>> start Records shown

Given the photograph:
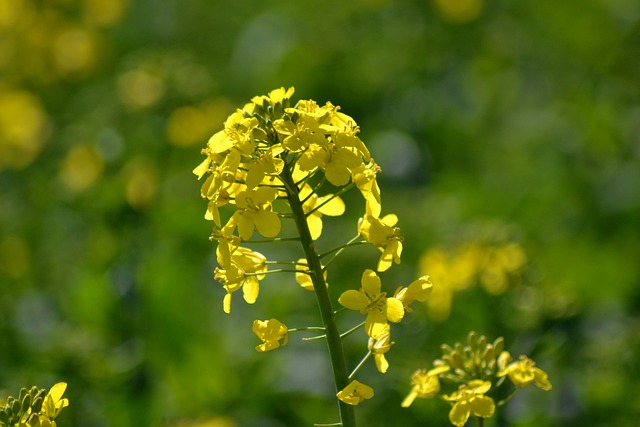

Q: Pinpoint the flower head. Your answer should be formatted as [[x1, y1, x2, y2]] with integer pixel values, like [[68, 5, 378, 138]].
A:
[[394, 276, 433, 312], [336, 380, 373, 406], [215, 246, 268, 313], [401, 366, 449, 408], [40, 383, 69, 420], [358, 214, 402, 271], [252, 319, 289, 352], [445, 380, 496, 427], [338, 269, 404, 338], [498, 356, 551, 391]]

>> end Records shown
>> start Records shown

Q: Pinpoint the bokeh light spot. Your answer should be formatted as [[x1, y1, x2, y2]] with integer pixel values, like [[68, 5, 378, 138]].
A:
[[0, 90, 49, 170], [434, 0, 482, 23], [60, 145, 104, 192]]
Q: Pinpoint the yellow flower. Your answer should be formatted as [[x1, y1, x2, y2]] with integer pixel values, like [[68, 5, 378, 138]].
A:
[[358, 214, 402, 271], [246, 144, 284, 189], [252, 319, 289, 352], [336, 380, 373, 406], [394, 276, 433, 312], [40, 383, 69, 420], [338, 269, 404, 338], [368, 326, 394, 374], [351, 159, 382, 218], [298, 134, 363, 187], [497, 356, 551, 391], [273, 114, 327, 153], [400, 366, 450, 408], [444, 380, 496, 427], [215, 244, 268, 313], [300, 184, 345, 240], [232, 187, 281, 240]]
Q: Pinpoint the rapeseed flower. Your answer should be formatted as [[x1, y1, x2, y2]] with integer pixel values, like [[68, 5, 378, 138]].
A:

>> end Records shown

_Task directions_. Render the data as a Markdown table with columns Row and Line, one row per non-blank line, starting at the line containing "Q: Pinpoint the bokeh" and stopping after the line containing "145, 104, 192]]".

_Exercise answer_.
| Row | Line |
|---|---|
| 1 | Q: Pinpoint the bokeh light spot. Your answer should be formatted as [[x1, y1, x2, y2]] with integer pixel values, like [[68, 5, 378, 138]]. |
| 2 | A: |
| 3 | [[0, 90, 49, 170], [434, 0, 482, 23], [60, 145, 104, 192]] |